Find every line in the entries below that contains the word "negative" and copy each one out. Case counts.

=== Section Start ===

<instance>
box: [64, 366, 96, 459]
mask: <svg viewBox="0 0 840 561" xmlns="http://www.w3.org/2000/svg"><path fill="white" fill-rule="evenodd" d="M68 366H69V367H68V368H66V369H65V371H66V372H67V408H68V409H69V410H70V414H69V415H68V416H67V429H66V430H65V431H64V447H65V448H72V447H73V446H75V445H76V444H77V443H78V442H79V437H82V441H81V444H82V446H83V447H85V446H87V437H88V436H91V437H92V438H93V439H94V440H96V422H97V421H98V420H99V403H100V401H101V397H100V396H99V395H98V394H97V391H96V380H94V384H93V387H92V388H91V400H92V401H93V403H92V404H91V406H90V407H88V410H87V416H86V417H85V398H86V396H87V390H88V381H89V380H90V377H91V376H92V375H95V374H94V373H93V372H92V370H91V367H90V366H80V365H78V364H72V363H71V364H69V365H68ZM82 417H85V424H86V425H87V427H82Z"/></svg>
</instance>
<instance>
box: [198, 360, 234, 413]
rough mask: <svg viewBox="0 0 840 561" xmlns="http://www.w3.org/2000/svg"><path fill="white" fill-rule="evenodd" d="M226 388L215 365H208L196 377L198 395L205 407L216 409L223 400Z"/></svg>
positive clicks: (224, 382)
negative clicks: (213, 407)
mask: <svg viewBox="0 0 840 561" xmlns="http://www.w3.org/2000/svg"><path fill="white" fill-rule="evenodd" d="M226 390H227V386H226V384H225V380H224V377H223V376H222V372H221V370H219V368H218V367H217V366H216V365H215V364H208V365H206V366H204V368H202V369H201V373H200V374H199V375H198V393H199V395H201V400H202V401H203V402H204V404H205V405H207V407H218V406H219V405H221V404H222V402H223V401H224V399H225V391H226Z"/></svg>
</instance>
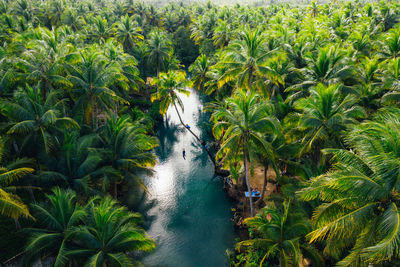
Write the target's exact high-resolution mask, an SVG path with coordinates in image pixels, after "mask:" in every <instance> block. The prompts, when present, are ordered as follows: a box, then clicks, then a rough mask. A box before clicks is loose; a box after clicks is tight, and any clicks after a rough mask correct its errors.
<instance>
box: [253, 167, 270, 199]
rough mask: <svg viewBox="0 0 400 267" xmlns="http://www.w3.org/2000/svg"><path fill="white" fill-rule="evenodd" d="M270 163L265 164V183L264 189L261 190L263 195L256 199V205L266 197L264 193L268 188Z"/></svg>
mask: <svg viewBox="0 0 400 267" xmlns="http://www.w3.org/2000/svg"><path fill="white" fill-rule="evenodd" d="M267 175H268V164H265V166H264V184H263V190H262V192H261V197H260V199H259V200H257V201H256V205H258V204H260V203H261V201H262V200H263V199H264V194H265V189H266V188H267V185H268V177H267Z"/></svg>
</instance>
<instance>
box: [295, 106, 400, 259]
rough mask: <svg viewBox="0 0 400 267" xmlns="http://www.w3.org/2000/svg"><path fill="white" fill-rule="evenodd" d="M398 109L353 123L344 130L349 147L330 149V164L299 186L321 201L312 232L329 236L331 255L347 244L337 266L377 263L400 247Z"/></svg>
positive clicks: (382, 110) (328, 241) (314, 234)
mask: <svg viewBox="0 0 400 267" xmlns="http://www.w3.org/2000/svg"><path fill="white" fill-rule="evenodd" d="M399 114H400V111H399V110H398V109H394V108H391V109H389V110H382V111H380V112H378V113H377V114H376V116H375V118H374V120H373V121H366V122H364V123H362V124H361V125H360V126H355V127H354V130H353V131H351V132H349V133H348V134H347V135H346V141H347V143H348V145H349V147H350V148H351V150H350V151H349V150H344V149H326V150H325V152H326V153H329V154H332V155H333V158H332V167H331V170H329V171H328V172H326V173H325V174H323V175H320V176H318V177H315V178H313V179H312V180H311V181H310V182H309V184H308V186H307V187H306V188H304V189H302V190H300V191H299V192H298V194H299V196H300V197H301V199H303V200H306V201H310V200H314V199H319V200H321V201H322V202H323V203H322V204H320V205H319V206H318V207H317V208H316V209H315V211H314V215H313V218H312V221H313V229H314V230H313V231H312V232H311V233H310V234H309V238H310V242H311V243H314V242H317V241H318V240H325V241H326V244H327V247H326V249H325V251H326V252H328V253H329V254H331V255H336V256H338V255H340V252H343V250H345V251H346V254H345V258H344V259H342V260H341V261H340V262H339V263H338V264H337V265H338V266H349V265H358V264H360V263H367V264H368V263H372V264H378V265H379V264H381V263H384V262H386V261H388V260H390V259H392V258H397V257H398V255H399V253H400V251H399V247H398V246H397V245H396V244H397V242H398V236H399V234H400V226H399V225H400V223H398V222H399V221H400V219H399V218H400V215H399V210H398V206H399V200H398V199H399V192H398V174H399V173H400V165H399V162H400V161H399V158H400V154H399V151H400V149H399V143H398V142H397V140H399V139H398V138H399V137H400V136H399V133H400V131H399V129H400V124H399V121H398V116H399ZM349 248H351V250H350V251H349ZM348 251H349V252H350V253H349V254H347V252H348Z"/></svg>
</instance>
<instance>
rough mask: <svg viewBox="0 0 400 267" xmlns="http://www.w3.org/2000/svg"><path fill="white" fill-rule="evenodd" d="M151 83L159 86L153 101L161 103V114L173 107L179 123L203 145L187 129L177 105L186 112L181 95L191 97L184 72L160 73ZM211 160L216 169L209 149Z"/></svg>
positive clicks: (151, 100)
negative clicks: (183, 121) (156, 101)
mask: <svg viewBox="0 0 400 267" xmlns="http://www.w3.org/2000/svg"><path fill="white" fill-rule="evenodd" d="M151 83H152V84H153V85H156V86H157V92H156V93H154V94H153V95H152V96H151V101H155V100H159V101H160V113H161V114H162V115H163V116H164V115H165V113H166V112H167V110H168V108H169V107H170V106H171V105H173V106H174V108H175V111H176V114H177V115H178V118H179V121H180V123H181V124H182V126H183V127H185V129H186V130H188V131H189V132H190V133H191V134H192V135H193V136H194V138H196V140H197V141H198V142H199V143H200V144H202V147H204V146H203V143H202V142H201V140H200V138H199V137H198V136H197V135H196V134H195V133H194V132H193V131H192V130H191V129H190V128H189V127H186V125H187V124H185V123H184V122H183V120H182V117H181V114H180V113H179V110H178V107H177V104H178V105H179V107H180V108H181V109H182V112H183V111H184V106H183V103H182V100H181V98H180V96H179V94H183V95H187V96H188V95H189V94H190V91H188V90H187V87H189V86H191V83H190V82H189V81H188V80H186V73H185V72H184V71H175V70H174V71H168V72H167V73H160V77H159V78H153V79H152V81H151ZM206 151H207V154H208V156H209V158H210V160H211V161H212V162H213V164H214V167H217V165H216V162H215V157H214V156H213V155H212V154H211V152H210V150H209V149H206Z"/></svg>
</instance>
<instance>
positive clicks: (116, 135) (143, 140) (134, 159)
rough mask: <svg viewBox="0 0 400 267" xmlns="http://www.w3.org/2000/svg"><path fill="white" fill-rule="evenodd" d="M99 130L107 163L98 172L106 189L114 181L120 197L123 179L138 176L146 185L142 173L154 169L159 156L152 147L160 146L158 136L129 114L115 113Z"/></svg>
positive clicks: (149, 171)
mask: <svg viewBox="0 0 400 267" xmlns="http://www.w3.org/2000/svg"><path fill="white" fill-rule="evenodd" d="M98 132H99V136H100V142H101V148H99V149H96V151H97V152H98V153H99V155H100V158H101V160H102V166H103V167H102V168H100V169H99V170H98V171H97V173H98V174H97V175H96V176H97V177H98V179H100V181H101V188H102V190H103V191H107V190H108V189H109V188H110V185H113V191H114V193H113V194H114V197H115V198H117V196H118V191H117V186H118V184H120V183H121V180H122V179H126V180H128V179H130V180H134V181H136V182H138V183H139V184H140V185H142V187H143V188H145V186H144V184H143V182H142V181H141V180H140V178H139V177H138V173H139V172H141V173H145V172H147V173H148V172H151V171H152V169H151V168H152V167H153V166H154V164H155V163H156V157H155V155H154V154H153V153H151V150H152V149H153V148H155V147H156V146H157V140H156V139H155V138H154V137H151V136H148V135H147V134H146V131H145V129H144V128H143V126H142V125H140V124H139V123H132V121H131V118H130V117H128V116H123V117H120V118H118V117H117V116H114V115H111V116H110V118H108V119H107V121H106V123H105V125H104V126H102V127H100V128H99V129H98ZM96 176H95V177H96ZM145 189H146V188H145Z"/></svg>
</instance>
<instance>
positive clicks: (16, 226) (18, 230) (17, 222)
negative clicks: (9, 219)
mask: <svg viewBox="0 0 400 267" xmlns="http://www.w3.org/2000/svg"><path fill="white" fill-rule="evenodd" d="M14 223H15V228H16V229H17V231H19V230H21V224H20V223H19V221H18V219H14Z"/></svg>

=== Section End ===

Task answer:
negative clicks: (213, 407)
negative clicks: (183, 121) (156, 101)
negative clicks: (9, 219)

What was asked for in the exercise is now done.